PROVIDED PASSAGE:
□ □ □ □ □

Who saw last night's episode?

Regarding the Derek/Finn sammich: Oh, yeah, baby! I'll have what Meredith is having!

But seriously, does anyone besides me find it totally ironic -- and a bit unbelievable -- that a scrawny, whiny, neurotic woman like Meredith has not one, but two, hunky guys fighting tooth and nail over her?

All right, she gives it up pretty easily. I'm sure the hunks consider that a plus. *G* I'm not sure what else about her appeals to them. Most guys -- and especially men employed in successful, stressful careers -- don't really crave highly strung, high-maintenance chicks. And our Mer is up there at the top of the maintenance list.

In real life, I have a feeling the men would be elbowing each other out of the way to beg for Izzie's attention.

Be that as it may, Meredith has a choice to make. Looking at the contracted appearances by series guests and regulars, we already know who she's gonna pick. But let's pretend we don't. Better yet, let's say we were in her position.

Who would you choose? Derek or Finn?

□ □ □ □ □

LISTED ENTRIES:
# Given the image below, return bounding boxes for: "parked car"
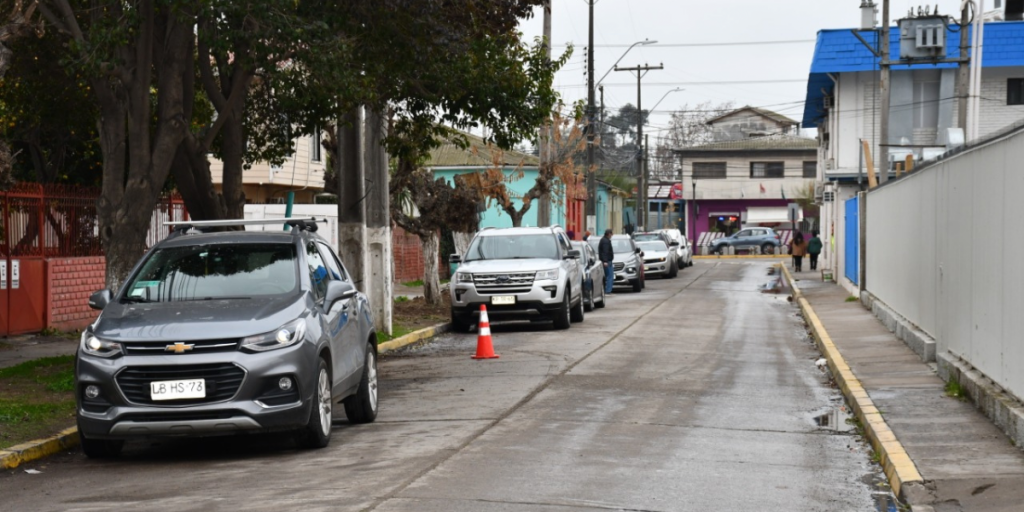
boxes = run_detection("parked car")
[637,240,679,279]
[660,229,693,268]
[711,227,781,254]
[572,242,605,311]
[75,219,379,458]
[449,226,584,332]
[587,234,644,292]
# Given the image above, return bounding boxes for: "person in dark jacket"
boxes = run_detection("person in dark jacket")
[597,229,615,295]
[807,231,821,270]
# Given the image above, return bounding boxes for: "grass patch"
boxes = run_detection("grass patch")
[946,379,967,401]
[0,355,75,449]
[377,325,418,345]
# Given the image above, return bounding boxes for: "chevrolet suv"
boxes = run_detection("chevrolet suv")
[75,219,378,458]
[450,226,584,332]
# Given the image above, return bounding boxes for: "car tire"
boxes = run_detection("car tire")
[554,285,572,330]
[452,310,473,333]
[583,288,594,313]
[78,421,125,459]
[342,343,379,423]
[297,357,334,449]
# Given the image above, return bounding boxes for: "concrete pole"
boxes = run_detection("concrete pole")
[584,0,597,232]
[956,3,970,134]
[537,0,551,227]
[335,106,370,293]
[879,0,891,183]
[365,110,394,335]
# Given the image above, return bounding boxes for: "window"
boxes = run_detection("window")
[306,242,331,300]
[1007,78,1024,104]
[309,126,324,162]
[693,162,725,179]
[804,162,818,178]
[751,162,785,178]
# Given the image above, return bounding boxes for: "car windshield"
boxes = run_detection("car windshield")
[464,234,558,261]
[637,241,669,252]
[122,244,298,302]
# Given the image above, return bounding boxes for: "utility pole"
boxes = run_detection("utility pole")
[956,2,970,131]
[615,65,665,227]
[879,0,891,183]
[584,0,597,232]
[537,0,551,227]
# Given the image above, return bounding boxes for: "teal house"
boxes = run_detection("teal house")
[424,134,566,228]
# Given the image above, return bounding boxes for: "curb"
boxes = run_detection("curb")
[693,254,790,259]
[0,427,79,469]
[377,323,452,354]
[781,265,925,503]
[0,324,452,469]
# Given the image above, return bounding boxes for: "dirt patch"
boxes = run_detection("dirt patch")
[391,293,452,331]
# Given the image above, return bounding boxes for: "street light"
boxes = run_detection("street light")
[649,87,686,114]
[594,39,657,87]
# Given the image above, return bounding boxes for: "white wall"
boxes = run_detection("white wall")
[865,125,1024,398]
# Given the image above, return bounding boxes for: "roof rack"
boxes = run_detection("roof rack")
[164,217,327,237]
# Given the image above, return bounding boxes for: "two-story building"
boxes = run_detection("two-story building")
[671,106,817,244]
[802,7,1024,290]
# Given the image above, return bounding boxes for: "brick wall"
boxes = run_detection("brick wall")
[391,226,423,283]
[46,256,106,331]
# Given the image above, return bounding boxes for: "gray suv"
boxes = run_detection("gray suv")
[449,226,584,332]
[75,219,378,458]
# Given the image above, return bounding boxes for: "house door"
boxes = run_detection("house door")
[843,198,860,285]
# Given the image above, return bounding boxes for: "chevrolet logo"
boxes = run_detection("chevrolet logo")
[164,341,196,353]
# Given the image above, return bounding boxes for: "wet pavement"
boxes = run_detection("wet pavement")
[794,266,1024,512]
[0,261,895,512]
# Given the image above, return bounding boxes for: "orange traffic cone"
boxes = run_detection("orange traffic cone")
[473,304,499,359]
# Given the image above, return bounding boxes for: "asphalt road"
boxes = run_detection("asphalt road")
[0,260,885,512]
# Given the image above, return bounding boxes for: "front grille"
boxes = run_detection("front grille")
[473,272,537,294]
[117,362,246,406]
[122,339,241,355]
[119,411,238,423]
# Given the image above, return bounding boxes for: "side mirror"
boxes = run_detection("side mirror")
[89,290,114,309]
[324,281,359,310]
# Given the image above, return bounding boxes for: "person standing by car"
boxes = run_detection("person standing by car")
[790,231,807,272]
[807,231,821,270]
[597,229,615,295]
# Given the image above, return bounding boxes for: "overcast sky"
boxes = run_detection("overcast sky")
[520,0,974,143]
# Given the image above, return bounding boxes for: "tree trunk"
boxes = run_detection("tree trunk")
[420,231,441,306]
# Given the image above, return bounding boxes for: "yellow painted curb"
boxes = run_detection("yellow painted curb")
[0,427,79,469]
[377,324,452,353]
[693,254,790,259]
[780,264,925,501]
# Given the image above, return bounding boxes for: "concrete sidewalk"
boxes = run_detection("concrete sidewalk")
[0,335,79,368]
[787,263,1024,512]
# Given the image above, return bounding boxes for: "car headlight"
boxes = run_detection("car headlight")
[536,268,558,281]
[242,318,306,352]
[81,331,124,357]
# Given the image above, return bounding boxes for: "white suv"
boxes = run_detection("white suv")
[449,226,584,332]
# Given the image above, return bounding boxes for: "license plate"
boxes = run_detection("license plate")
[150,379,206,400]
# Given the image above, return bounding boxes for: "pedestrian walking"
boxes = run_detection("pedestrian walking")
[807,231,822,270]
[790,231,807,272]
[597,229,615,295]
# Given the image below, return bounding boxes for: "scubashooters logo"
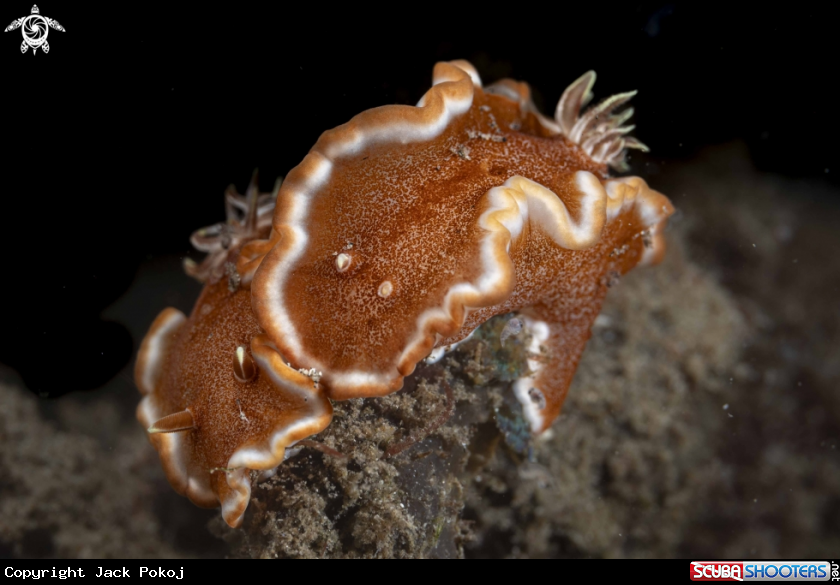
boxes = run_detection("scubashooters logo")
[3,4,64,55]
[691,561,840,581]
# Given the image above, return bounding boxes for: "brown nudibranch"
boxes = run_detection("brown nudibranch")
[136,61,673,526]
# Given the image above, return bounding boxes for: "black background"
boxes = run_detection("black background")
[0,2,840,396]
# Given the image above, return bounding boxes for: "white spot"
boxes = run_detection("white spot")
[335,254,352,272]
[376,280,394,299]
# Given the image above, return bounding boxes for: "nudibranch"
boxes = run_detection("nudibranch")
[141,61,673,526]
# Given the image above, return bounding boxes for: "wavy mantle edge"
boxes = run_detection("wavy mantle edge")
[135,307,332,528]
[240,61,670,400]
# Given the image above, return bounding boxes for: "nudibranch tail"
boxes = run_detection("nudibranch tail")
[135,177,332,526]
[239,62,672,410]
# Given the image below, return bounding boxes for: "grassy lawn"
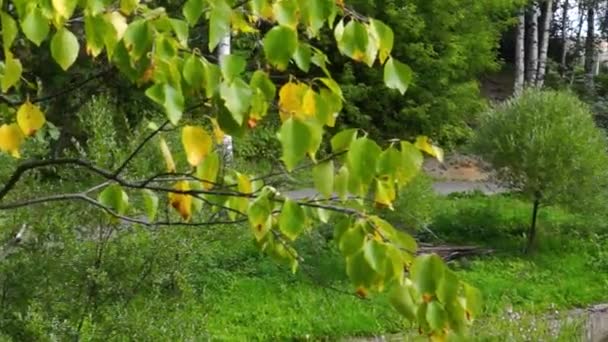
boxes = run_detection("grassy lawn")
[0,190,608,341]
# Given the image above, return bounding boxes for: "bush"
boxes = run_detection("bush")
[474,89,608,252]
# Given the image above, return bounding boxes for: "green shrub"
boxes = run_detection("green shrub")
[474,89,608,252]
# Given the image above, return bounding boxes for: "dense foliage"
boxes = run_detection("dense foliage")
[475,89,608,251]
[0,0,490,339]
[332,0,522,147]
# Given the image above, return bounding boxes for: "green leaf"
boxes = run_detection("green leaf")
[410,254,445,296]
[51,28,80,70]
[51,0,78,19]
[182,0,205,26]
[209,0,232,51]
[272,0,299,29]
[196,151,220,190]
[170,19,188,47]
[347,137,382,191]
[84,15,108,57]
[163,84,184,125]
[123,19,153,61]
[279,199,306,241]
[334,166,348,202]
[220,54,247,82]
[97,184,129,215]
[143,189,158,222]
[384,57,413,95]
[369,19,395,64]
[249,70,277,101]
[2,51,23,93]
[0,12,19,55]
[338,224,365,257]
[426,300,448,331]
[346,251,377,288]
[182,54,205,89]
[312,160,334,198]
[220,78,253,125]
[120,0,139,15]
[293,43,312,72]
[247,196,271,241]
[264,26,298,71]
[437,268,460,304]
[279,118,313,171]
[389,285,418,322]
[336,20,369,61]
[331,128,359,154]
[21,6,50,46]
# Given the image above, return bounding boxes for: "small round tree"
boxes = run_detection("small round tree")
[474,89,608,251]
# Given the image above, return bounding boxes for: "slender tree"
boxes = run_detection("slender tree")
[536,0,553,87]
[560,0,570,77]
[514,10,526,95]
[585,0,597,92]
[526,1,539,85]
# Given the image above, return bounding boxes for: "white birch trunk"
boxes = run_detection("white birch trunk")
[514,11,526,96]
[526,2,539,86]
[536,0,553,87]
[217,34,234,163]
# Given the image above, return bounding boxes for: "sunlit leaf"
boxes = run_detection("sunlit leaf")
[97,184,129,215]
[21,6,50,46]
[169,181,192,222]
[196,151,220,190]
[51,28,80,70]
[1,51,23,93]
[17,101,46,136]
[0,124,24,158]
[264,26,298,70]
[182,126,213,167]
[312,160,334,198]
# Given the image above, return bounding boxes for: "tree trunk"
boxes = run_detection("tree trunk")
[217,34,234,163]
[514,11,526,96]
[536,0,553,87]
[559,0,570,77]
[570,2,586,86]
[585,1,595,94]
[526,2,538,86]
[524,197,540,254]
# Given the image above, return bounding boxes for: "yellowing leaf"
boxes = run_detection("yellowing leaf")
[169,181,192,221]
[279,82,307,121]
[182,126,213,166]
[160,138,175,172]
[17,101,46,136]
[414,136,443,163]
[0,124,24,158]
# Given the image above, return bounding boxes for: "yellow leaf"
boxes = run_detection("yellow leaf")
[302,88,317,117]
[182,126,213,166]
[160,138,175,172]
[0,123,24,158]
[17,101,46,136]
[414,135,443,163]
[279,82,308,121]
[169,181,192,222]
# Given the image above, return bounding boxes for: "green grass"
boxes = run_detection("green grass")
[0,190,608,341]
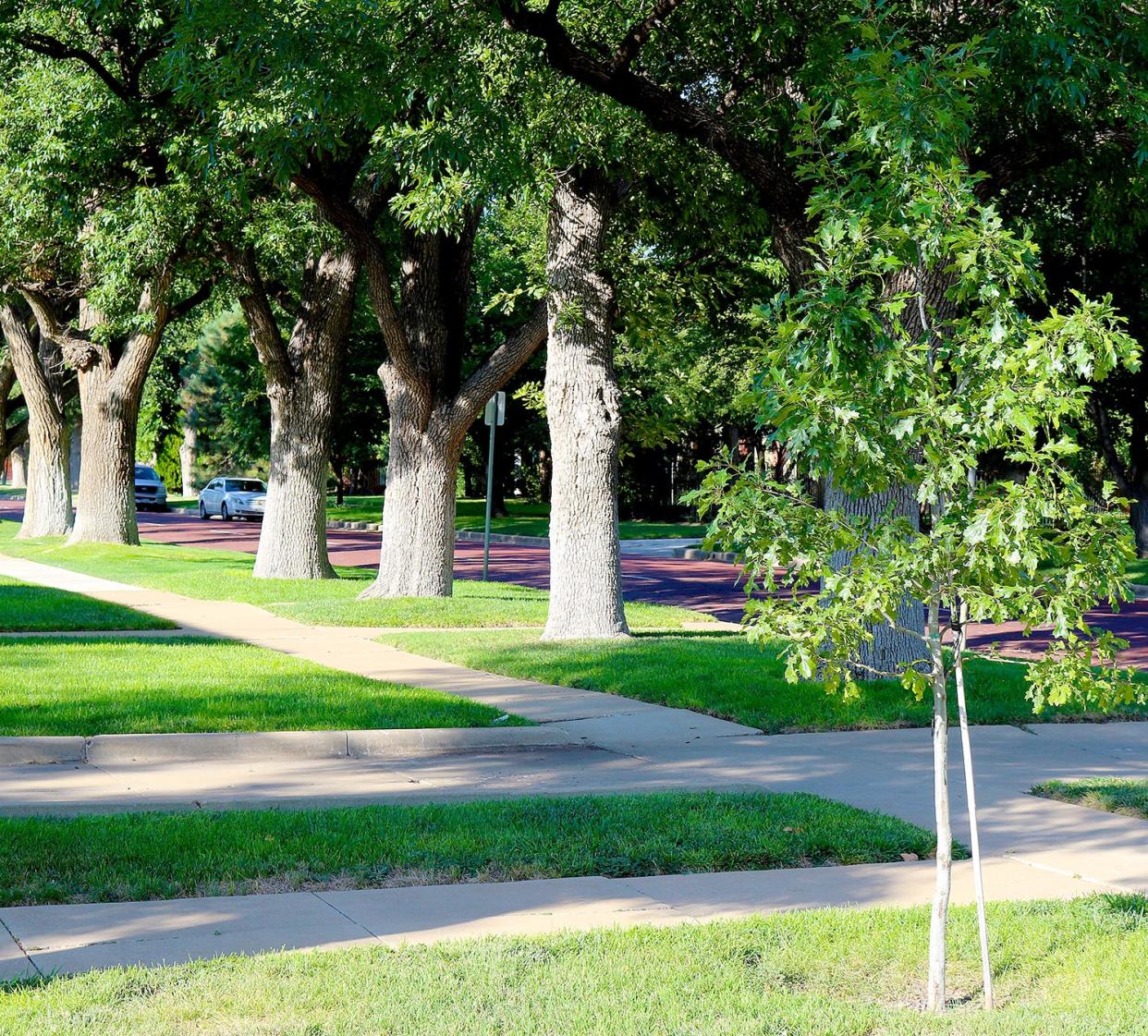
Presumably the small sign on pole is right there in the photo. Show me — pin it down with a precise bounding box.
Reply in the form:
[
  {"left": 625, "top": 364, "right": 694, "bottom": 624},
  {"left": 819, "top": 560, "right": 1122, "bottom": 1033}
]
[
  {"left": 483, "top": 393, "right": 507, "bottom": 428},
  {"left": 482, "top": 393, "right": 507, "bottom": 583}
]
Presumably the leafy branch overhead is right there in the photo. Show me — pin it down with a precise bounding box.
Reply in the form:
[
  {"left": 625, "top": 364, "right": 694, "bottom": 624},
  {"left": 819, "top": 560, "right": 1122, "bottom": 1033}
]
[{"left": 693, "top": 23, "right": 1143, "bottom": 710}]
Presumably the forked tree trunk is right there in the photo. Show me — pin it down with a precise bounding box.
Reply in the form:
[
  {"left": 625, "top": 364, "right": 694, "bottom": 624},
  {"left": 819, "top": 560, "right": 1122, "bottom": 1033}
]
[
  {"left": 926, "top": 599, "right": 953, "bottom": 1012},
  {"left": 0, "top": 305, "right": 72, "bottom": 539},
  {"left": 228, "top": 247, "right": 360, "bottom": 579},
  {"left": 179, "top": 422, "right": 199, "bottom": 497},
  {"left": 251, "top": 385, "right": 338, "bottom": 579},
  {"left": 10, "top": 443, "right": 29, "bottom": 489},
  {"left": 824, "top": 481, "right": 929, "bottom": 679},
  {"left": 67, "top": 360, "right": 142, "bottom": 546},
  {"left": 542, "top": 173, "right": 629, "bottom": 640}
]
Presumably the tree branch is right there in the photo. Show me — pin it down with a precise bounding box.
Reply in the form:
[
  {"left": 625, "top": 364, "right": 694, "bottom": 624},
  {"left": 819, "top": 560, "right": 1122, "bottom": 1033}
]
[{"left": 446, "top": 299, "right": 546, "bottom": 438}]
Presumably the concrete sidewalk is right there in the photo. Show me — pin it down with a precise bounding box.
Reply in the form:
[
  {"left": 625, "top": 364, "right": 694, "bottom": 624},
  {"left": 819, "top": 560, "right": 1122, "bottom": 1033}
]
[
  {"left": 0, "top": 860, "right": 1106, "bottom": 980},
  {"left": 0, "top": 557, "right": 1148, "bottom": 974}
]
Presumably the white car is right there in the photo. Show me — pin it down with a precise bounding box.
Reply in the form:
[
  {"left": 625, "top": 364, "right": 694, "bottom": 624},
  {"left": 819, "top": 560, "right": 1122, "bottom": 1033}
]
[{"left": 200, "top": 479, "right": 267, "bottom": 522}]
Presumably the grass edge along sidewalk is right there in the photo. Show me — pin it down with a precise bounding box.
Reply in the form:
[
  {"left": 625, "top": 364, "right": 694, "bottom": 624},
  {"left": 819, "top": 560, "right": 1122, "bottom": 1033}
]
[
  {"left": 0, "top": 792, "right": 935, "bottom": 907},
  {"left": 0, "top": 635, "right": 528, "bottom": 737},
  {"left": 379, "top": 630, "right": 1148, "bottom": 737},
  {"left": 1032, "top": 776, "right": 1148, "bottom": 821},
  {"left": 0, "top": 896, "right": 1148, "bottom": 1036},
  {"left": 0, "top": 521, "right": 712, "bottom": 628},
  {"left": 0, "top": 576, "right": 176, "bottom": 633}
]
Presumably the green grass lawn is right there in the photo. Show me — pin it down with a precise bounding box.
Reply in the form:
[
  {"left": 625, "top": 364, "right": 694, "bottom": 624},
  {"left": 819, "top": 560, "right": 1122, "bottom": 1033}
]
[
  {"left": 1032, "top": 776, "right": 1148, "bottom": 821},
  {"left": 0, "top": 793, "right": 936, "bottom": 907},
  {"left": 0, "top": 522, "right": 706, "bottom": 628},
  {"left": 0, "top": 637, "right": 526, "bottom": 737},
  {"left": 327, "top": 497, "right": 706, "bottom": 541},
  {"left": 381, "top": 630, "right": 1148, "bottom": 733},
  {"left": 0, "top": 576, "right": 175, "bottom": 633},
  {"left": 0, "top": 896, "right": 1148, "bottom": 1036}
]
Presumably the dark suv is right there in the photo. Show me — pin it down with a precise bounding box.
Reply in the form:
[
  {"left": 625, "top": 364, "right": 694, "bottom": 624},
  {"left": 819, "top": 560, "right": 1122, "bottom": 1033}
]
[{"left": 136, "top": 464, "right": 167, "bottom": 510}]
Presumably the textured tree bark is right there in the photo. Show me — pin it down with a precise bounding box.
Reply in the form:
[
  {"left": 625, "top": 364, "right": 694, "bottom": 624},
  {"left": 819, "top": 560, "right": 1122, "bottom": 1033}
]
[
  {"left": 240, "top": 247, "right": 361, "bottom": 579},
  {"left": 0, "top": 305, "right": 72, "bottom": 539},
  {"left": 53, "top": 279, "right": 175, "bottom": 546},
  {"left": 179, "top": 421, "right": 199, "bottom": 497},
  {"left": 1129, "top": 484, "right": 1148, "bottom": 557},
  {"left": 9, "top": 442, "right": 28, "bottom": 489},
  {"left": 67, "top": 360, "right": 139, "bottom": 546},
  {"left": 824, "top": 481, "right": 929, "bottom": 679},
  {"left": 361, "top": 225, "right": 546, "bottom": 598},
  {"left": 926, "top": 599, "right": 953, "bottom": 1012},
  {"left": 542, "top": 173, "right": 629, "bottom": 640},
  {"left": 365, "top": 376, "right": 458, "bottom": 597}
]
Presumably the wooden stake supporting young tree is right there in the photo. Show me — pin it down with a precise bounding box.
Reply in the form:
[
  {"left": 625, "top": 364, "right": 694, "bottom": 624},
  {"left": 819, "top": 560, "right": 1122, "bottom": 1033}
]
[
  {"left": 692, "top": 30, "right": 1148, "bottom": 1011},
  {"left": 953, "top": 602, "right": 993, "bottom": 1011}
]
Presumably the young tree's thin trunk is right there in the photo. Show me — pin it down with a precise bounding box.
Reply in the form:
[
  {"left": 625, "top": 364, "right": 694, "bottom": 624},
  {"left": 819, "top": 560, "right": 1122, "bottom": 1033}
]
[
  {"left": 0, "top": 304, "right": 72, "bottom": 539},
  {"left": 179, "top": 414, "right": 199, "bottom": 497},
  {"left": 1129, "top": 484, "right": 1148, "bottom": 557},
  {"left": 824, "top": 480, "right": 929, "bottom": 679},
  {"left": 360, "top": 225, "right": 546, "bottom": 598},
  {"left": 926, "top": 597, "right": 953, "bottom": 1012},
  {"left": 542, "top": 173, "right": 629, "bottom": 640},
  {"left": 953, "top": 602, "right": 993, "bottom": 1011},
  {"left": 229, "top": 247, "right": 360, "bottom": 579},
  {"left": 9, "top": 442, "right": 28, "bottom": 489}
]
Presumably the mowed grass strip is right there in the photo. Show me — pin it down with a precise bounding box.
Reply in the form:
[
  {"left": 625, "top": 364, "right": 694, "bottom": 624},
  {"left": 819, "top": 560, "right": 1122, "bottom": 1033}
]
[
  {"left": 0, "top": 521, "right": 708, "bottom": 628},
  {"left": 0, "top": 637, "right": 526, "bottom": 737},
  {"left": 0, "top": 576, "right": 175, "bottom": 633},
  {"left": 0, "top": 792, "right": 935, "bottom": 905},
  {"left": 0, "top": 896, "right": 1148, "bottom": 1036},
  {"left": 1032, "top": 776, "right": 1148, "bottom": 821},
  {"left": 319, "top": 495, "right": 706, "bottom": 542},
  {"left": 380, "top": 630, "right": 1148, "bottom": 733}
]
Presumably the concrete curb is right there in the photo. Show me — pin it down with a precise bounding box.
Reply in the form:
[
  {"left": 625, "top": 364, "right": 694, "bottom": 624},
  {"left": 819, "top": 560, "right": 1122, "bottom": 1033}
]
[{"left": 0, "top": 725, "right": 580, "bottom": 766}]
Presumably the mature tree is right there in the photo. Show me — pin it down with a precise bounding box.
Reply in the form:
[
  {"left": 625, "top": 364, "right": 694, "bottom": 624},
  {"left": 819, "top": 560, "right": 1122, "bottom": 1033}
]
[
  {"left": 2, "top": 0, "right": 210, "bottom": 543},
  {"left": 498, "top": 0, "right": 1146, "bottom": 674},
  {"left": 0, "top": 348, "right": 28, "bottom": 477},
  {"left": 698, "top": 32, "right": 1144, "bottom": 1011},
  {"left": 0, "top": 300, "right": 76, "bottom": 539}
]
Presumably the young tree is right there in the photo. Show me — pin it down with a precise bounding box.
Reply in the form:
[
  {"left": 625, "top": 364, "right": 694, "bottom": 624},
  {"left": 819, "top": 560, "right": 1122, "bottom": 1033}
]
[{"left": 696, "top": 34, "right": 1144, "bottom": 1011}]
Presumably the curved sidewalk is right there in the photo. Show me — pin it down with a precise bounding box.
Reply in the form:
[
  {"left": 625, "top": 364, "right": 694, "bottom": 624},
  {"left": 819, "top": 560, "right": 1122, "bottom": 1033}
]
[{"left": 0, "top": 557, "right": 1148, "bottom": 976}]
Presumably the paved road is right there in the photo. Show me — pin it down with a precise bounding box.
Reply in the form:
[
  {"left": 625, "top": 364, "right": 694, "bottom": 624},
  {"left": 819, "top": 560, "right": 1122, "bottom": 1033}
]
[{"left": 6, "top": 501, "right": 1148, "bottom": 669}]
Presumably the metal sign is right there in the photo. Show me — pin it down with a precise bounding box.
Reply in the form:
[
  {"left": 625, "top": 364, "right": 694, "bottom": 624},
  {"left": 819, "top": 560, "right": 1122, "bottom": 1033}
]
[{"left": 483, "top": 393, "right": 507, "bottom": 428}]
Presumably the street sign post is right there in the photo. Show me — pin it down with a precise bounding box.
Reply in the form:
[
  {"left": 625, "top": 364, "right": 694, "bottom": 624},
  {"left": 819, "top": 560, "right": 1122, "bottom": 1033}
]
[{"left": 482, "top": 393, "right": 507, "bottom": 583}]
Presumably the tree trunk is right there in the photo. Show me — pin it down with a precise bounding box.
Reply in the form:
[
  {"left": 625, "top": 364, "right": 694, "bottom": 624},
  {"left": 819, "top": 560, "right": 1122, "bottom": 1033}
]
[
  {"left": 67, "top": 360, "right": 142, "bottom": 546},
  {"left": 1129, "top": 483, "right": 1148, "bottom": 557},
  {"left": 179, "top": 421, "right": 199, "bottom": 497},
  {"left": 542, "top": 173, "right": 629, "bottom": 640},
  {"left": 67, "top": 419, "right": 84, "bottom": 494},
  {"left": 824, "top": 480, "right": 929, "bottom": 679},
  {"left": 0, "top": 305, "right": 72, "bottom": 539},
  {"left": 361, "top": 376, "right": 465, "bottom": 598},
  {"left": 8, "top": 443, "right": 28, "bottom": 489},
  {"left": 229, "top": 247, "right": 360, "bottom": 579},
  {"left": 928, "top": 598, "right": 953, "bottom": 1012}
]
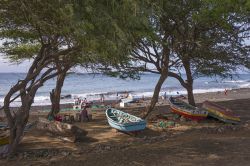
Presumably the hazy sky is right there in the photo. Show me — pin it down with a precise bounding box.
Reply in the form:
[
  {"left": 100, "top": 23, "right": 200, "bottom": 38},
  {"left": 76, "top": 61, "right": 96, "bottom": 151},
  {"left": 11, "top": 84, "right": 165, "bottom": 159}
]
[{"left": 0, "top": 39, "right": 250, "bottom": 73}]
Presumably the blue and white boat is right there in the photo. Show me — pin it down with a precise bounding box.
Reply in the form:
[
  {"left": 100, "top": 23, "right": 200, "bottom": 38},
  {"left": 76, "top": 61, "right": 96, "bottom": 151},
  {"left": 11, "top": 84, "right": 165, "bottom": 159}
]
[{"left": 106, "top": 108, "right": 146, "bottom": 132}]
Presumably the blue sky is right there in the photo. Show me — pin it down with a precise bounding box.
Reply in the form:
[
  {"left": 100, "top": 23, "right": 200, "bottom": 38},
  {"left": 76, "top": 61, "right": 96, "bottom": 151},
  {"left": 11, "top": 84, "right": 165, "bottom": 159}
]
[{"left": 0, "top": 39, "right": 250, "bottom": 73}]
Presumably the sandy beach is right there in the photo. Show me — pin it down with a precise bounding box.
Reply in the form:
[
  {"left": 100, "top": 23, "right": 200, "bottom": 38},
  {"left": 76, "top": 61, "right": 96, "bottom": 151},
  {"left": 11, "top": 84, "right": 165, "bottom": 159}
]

□ □ □ □ □

EXERCISES TO COMPLETE:
1) Answer these questions from the post about Meredith's choice:
(a) Which two men are fighting over Meredith?
(b) In real life, whose attention does the writer think the men would be competing for?
(c) According to the writer, what already shows whom Meredith will pick?
2) Retype the part of the post about Meredith's choice starting with "But seriously, does" and going on through "the maintenance list.".

RESPONSE LIST:
1)
(a) Derek and Finn
(b) Izzie's
(c) The contracted appearances by series guests and regulars

2)
But seriously, does anyone besides me find it totally ironic -- and a bit unbelievable -- that a scrawny, whiny, neurotic woman like Meredith has not one, but two, hunky guys fighting tooth and nail over her?

All right, she gives it up pretty easily. I'm sure the hunks consider that a plus. *G* I'm not sure what else about her appeals to them. Most guys -- and especially men employed in successful, stressful careers -- don't really crave highly strung, high-maintenance chicks. And our Mer is up there at the top of the maintenance list.